WHAT YOU NEED TO DO:
Turn the rows below into a Markdown table with two columns, Line No. and Line Text. Give each line its own number and skip blank lines.

(Stored entries)
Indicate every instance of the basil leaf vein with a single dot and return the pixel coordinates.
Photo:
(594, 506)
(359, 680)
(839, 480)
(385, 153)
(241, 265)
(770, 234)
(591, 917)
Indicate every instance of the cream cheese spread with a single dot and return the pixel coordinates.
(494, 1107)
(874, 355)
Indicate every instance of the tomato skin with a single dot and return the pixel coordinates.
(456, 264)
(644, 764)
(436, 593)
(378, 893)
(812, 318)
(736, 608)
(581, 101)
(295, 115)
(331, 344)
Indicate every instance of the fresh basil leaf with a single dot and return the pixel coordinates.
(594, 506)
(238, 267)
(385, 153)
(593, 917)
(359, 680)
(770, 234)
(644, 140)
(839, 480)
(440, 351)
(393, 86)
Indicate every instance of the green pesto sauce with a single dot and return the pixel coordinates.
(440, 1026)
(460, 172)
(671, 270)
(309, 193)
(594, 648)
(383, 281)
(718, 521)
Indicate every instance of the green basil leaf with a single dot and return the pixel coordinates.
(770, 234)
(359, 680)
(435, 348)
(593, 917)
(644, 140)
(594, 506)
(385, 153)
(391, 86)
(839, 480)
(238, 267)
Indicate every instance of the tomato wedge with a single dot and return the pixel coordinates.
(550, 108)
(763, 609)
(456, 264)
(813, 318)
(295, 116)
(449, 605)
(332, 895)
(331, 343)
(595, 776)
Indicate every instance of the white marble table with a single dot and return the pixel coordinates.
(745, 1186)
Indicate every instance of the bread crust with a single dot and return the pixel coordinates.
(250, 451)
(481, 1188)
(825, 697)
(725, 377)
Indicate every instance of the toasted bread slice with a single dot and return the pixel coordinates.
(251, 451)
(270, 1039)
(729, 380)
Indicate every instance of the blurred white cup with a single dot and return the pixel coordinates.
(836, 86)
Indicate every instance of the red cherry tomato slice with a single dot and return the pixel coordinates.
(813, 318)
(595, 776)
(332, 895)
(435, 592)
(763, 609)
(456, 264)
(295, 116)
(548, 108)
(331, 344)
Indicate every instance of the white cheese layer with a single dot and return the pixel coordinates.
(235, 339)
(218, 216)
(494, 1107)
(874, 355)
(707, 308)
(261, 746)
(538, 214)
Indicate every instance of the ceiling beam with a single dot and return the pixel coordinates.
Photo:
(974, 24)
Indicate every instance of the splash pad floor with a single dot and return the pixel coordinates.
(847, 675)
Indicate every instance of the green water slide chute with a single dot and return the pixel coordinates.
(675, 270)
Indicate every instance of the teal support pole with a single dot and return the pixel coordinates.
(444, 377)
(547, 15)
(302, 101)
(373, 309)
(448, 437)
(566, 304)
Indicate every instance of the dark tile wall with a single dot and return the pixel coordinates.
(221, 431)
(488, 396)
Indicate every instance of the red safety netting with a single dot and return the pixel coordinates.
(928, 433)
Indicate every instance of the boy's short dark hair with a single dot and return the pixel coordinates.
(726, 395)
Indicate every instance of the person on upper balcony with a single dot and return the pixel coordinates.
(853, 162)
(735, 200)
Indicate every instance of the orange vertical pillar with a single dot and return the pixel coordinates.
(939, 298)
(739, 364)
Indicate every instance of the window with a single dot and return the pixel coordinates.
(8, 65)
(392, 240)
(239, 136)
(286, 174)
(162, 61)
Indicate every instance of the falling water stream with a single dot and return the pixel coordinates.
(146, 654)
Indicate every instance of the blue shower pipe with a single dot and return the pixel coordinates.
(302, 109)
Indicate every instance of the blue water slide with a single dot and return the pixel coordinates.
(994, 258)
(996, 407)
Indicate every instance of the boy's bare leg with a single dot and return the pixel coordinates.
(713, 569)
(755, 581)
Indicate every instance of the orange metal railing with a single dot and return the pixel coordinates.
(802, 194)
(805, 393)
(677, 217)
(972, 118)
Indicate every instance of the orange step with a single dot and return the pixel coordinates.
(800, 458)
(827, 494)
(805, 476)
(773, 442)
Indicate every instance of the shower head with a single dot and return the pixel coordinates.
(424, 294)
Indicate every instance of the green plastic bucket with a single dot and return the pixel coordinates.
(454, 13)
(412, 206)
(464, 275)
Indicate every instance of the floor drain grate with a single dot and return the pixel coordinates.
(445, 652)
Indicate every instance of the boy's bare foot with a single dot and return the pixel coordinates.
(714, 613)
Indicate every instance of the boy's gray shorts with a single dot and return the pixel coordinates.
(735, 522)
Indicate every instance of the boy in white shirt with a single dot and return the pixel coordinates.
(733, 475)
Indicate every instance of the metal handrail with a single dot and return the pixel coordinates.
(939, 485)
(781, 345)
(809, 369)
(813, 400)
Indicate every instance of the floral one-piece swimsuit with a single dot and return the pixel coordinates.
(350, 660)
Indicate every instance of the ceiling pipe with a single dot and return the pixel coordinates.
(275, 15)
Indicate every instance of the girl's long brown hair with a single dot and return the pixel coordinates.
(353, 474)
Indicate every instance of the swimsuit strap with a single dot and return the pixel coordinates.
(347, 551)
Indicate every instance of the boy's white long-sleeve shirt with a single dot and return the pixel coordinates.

REPLY TO THE TASK:
| Line No. | Line Text |
|---|---|
| 1 | Indicate every instance of the basil leaf vein with a single dot and return the pixel coordinates. |
| 2 | Photo: |
| 3 | (594, 506) |
| 4 | (359, 680) |
| 5 | (839, 480) |
| 6 | (385, 153) |
| 7 | (241, 265) |
| 8 | (770, 234) |
| 9 | (591, 917) |
| 10 | Indicate every instance of the cream cheese spread with a single dot and return the pixel coordinates. |
| 11 | (494, 1107) |
| 12 | (874, 355) |
| 13 | Indicate every instance of the tomato skin with a single dot and return the pixel coordinates. |
| 14 | (456, 264) |
| 15 | (644, 764) |
| 16 | (436, 593) |
| 17 | (378, 893) |
| 18 | (812, 318) |
| 19 | (736, 608) |
| 20 | (581, 101) |
| 21 | (295, 115) |
| 22 | (331, 344) |
| 23 | Indicate every instance of the fresh basil leaf with a single dot and return the pixel coordinates. |
| 24 | (594, 506) |
| 25 | (238, 267) |
| 26 | (385, 153) |
| 27 | (593, 917) |
| 28 | (359, 680) |
| 29 | (770, 234) |
| 30 | (644, 140) |
| 31 | (839, 480) |
| 32 | (440, 351) |
| 33 | (393, 86) |
| 34 | Indicate every instance of the green pesto sauce with a single dot and return the pixel coordinates. |
| 35 | (440, 1026) |
| 36 | (460, 172) |
| 37 | (671, 270) |
| 38 | (309, 193) |
| 39 | (594, 648) |
| 40 | (383, 281) |
| 41 | (718, 521) |
| 42 | Indicate every instance of the green basil leaf with a single dot and return the pixel coordinates. |
| 43 | (770, 234) |
| 44 | (359, 680) |
| 45 | (435, 348) |
| 46 | (593, 917) |
| 47 | (644, 140) |
| 48 | (594, 506) |
| 49 | (385, 153) |
| 50 | (391, 86) |
| 51 | (839, 480) |
| 52 | (238, 267) |
| 53 | Indicate every instance of the tomato wedge with a single dot and return the pixel coordinates. |
| 54 | (550, 108) |
| 55 | (763, 609) |
| 56 | (456, 264) |
| 57 | (813, 318) |
| 58 | (295, 116) |
| 59 | (449, 605) |
| 60 | (332, 895) |
| 61 | (331, 343) |
| 62 | (595, 776) |
| 63 | Indicate every instance of the white marble table with a single dot and return the pixel coordinates. |
| 64 | (745, 1186) |
| 65 | Indicate every instance of the bread crust with a single dot and return the pixel coordinates. |
| 66 | (250, 451) |
| 67 | (481, 1188) |
| 68 | (825, 697) |
| 69 | (725, 377) |
| 70 | Indicate every instance of the toasted bread slice with a single dot and return the pixel coordinates. |
| 71 | (251, 451) |
| 72 | (270, 1039) |
| 73 | (729, 380) |
| 74 | Indicate every instance of the blurred white cup with a single dot and return the pixel coordinates. |
| 75 | (836, 86) |
| 76 | Indicate every instance of the red cherry tomato slice with a single dot and return the pixel coordinates. |
| 77 | (813, 318) |
| 78 | (595, 776) |
| 79 | (332, 895) |
| 80 | (435, 592) |
| 81 | (763, 609) |
| 82 | (456, 264) |
| 83 | (295, 116) |
| 84 | (548, 108) |
| 85 | (331, 344) |
| 86 | Indicate every instance of the white cheese layer with a single dot and return the pixel coordinates. |
| 87 | (235, 339) |
| 88 | (218, 216) |
| 89 | (494, 1107) |
| 90 | (874, 355) |
| 91 | (707, 308) |
| 92 | (261, 746) |
| 93 | (538, 214) |
| 94 | Indicate every instance of the ceiling beam with a single dot and return the pixel coordinates. |
| 95 | Photo: |
| 96 | (974, 24) |
| 97 | Indicate every instance of the splash pad floor with a single dot and return the pixel coordinates. |
| 98 | (847, 675) |
| 99 | Indicate every instance of the green water slide chute with a single dot and return the pixel coordinates. |
| 100 | (675, 270) |
| 101 | Indicate every instance of the teal support pole with a single dot and return the pixel coordinates. |
| 102 | (444, 377) |
| 103 | (547, 15) |
| 104 | (302, 101) |
| 105 | (373, 309) |
| 106 | (448, 437) |
| 107 | (566, 304) |
| 108 | Indicate every instance of the dark tile wall with a single dot and return the pixel coordinates. |
| 109 | (221, 431) |
| 110 | (488, 396) |
| 111 | Indicate every instance of the red safety netting with a single dot and return the pixel coordinates. |
| 112 | (928, 433) |
| 113 | Indicate every instance of the boy's short dark hair with a single dot and return the pixel coordinates. |
| 114 | (726, 395) |
| 115 | Indicate every instance of the person on upper balcony with a single dot and return the pixel coordinates. |
| 116 | (853, 162) |
| 117 | (735, 200) |
| 118 | Indicate every instance of the orange vertical pillar with a single dot and return the pixel coordinates. |
| 119 | (939, 298) |
| 120 | (739, 364) |
| 121 | Indicate every instance of the window with a single dot and return the pixel coordinates. |
| 122 | (8, 65) |
| 123 | (392, 240) |
| 124 | (239, 136) |
| 125 | (286, 174) |
| 126 | (162, 61) |
| 127 | Indicate every instance of the falling water stream with a single dot and return the pixel coordinates. |
| 128 | (146, 654) |
| 129 | Indicate every instance of the blue shower pipe with a single dot and return the pixel coordinates. |
| 130 | (302, 109) |
| 131 | Indicate every instance of the blue water slide with a single dot and return the pixel coordinates. |
| 132 | (994, 258) |
| 133 | (996, 407) |
| 134 | Indicate every instance of the boy's bare leg with a single dot and return the pixel coordinates. |
| 135 | (713, 569) |
| 136 | (755, 581) |
| 137 | Indicate every instance of the orange metal railing with a single dot and return the pixel coordinates. |
| 138 | (802, 194) |
| 139 | (805, 393) |
| 140 | (677, 217) |
| 141 | (972, 118) |
| 142 | Indicate every instance of the orange step with a single dot and return the pixel coordinates. |
| 143 | (800, 458) |
| 144 | (827, 494) |
| 145 | (805, 476) |
| 146 | (773, 442) |
| 147 | Indicate every instance of the shower head with a single dot and return the pixel coordinates. |
| 148 | (424, 294) |
| 149 | Indicate every instance of the green plastic bucket with a single dot and return the pixel coordinates. |
| 150 | (454, 13) |
| 151 | (412, 206) |
| 152 | (464, 275) |
| 153 | Indicate every instance of the floor drain grate with a single dot and return the pixel coordinates. |
| 154 | (445, 652) |
| 155 | Indicate every instance of the boy's bare foot with a single dot and return the pixel coordinates. |
| 156 | (714, 613) |
| 157 | Indicate every instance of the boy's gray shorts with a single dot and return the pixel coordinates. |
| 158 | (735, 522) |
| 159 | Indicate every instance of the boy in white shirt with a single dot and return the pixel coordinates. |
| 160 | (733, 475) |
| 161 | Indicate every instance of the metal handrail with a single dot and return the pixel coordinates. |
| 162 | (939, 485) |
| 163 | (781, 345) |
| 164 | (809, 369) |
| 165 | (813, 400) |
| 166 | Indicate every instance of the floral one-piece swimsuit with a single dot and return the pixel coordinates. |
| 167 | (350, 660) |
| 168 | Indicate every instance of the ceiling pipe with a single dot and return the pixel coordinates. |
| 169 | (275, 15) |
| 170 | Indicate every instance of the girl's long brown hair with a single dot and return the pixel coordinates. |
| 171 | (353, 474) |
| 172 | Indicate every instance of the swimsuit strap with a single dot and return the pixel coordinates. |
| 173 | (347, 551) |
| 174 | Indicate every instance of the boy's white long-sleeve shirt with a single dot and return the pixel coordinates. |